TEXTO DE ESTUDIO -

··········

Escrito Por: Sebastián Flórez Agudelo
Fotos cortesía FITM Por: Andrés Camilo Valencia Chica
Hay obras que no se limitan a contarse: se padecen, se respiran, se incrustan bajo la piel. El alimento de las moscas, presentada en el marco del 57.º Festival Internacional de Teatro de Manizales, pertenece a esa estirpe de piezas que confrontan al espectador con lo más oscuro de la condición humana. El montaje, creación conjunta de Kabia Teatro y Teatre de l’Enjòlit, dirigido por Borja Ruiz y protagonizado por Arnau Marín, con texto de Eusebio Calonge, es un descenso a los abismos de la mente de un asesino, una exploración teatral que atraviesa la locura, la culpa y la brutalidad institucional con una delicadeza casi mística.
El público no asiste a una narración, sino a una inmersión en la conciencia fracturada de un hombre recluido en un hospital psiquiátrico tras cometer un acto atroz. El escenario, despojado hasta el extremo, se convierte en la proyección física de esa mente quebrada. Una mesa, un cuerpo y una luz bastan para edificar un universo interior donde la palabra se vuelve herida y el silencio, eco de lo irrecuperable. Allí, Marín no interpreta: encarna. Su cuerpo vibra, se retuerce, se quiebra. Su respiración parece marcar el ritmo de una tragedia íntima, donde el horror y la belleza se entrelazan hasta ser indistinguibles.
La dramaturgia de Calonge, heredera de la tradición simbólica de La Zaranda, se sostiene en imágenes que oscilan entre lo poético y lo visceral: “Dejo de sentir… ni siquiera siento que no siento”, dice el personaje, en una línea que condensa la anestesia moral de una época incapaz de distinguir entre la humanidad y su sombra. Esa es la herida que la obra abre: la del olvido, la del castigo que deshumaniza en nombre de la cura, la del hombre reducido a objeto clínico, a cifra dentro de una burocracia de la locura.
La dirección de Ruiz trabaja sobre una “poética del horror”: una precisión casi quirúrgica que no busca ilustrar, sino conmocionar. Cada movimiento, cada destello de luz, cada pausa está pensada como un golpe sensorial que obliga al espectador a mirar hacia dentro. Porque el teatro que proponen no es refugio, sino espejo. En palabras del propio director, se trata de “hacer un teatro que conmocione”, y esa conmoción se logra no a través del exceso, sino del despojamiento: un lenguaje corporal que hace del cuerpo mismo una escritura, una liturgia que recuerda a los lienzos distorsionados de Francis Bacon, donde la carne se convierte en símbolo.
La pieza dialoga también con nuestra propia realidad. “El alimento de las moscas” no solo aborda la mente de un asesino, sino la monstruosidad social que lo rodea: los sistemas de control, las violencias médicas y morales, los límites difusos entre cordura y delirio. En su celda —que también podría ser un escenario, o una conciencia— el personaje se enfrenta a sí mismo como si el teatro fuera la única forma de redención posible. En esa paradoja, el arte surge como un espacio de belleza dentro del horror, una brizna de luz en lo insondable.
El resultado es un montaje que trasciende la palabra “obra” para convertirse en una experiencia estética y emocional total, donde el público es cómplice del encierro. A la salida, algo permanece: una incomodidad, un temblor, una sensación de haber mirado demasiado dentro del abismo. Quizás ese sea el alimento del que hablan las moscas: la conciencia humana, esa materia frágil que se pudre, que respira, que sueña aún entre los restos de su propia culpa.
En un festival donde el teatro fue memoria, cuerpo y resistencia, El alimento de las moscas se erigió como una de las propuestas más impactantes y necesarias. Un recordatorio de que el arte —como la locura— solo tiene sentido cuando nos arrastra a los confines de lo humano.

··········

DATOS DISPONIBLES -
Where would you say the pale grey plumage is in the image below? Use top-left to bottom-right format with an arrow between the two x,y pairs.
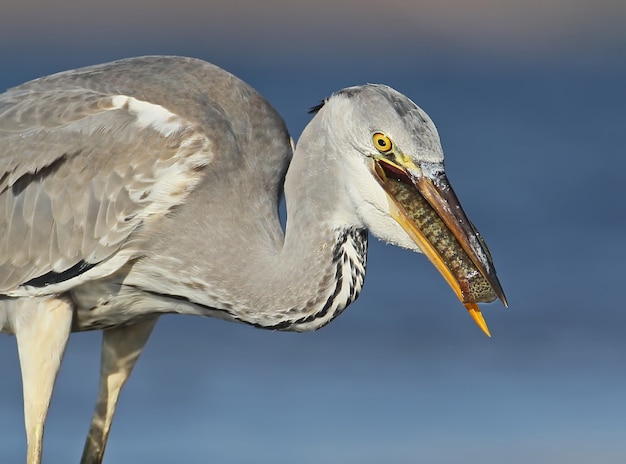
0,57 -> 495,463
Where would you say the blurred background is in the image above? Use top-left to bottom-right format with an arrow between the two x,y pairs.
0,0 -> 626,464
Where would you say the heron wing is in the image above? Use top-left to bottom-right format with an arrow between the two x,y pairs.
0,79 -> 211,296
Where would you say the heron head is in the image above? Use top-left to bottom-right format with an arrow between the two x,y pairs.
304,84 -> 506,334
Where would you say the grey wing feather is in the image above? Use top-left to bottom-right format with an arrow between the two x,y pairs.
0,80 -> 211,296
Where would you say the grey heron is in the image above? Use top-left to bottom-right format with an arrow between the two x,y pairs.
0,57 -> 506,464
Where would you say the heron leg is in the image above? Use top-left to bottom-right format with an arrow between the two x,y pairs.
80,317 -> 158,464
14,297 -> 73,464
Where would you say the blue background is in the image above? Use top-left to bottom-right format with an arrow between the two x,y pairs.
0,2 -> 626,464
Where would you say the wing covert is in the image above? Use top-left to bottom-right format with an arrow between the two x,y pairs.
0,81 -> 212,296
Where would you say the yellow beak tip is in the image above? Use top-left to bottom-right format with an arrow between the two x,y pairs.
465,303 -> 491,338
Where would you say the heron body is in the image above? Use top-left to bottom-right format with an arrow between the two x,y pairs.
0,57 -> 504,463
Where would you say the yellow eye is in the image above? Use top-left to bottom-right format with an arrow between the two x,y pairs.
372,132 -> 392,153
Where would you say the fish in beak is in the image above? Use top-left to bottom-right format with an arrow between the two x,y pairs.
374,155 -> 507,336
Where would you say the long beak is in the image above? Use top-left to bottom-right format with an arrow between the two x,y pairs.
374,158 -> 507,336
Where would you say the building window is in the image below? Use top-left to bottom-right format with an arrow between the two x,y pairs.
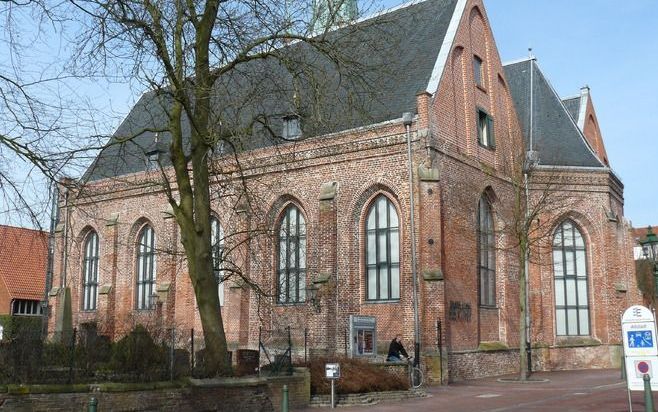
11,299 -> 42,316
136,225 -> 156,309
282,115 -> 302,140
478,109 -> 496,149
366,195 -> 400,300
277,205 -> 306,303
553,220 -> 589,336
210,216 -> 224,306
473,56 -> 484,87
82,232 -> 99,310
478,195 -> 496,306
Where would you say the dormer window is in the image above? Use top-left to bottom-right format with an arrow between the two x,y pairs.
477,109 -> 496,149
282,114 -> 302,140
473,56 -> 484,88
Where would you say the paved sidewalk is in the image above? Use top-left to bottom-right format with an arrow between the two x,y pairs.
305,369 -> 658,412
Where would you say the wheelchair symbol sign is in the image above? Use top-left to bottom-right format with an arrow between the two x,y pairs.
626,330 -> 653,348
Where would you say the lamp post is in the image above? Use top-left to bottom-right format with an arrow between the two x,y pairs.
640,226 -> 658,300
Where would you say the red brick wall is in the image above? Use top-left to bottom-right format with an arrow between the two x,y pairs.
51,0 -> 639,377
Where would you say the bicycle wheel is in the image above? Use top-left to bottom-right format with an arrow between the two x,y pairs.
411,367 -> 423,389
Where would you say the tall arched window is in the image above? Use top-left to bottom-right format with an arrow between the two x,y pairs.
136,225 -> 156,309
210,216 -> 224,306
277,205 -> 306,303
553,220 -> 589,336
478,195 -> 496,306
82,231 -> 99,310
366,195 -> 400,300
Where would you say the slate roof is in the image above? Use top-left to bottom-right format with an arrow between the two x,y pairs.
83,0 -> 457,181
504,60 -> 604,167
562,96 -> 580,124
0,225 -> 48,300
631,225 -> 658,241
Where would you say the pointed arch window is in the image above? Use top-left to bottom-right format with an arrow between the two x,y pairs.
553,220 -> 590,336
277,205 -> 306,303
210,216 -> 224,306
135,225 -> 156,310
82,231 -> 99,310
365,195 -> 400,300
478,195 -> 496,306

··········

CONSIGNA DE TRABAJO 1 -
Según la reseña, ¿quién escribió el texto de El alimento de las moscas?
CONSIGNA DE TRABAJO 2 -
Reproduce de la reseña todo lo que va desde "El resultado es" hasta "su propia culpa.".

RESPUESTA 1 -
Eusebio Calonge.

RESPUESTA 2 -
El resultado es un montaje que trasciende la palabra “obra” para convertirse en una experiencia estética y emocional total, donde el público es cómplice del encierro. A la salida, algo permanece: una incomodidad, un temblor, una sensación de haber mirado demasiado dentro del abismo. Quizás ese sea el alimento del que hablan las moscas: la conciencia humana, esa materia frágil que se pudre, que respira, que sueña aún entre los restos de su propia culpa.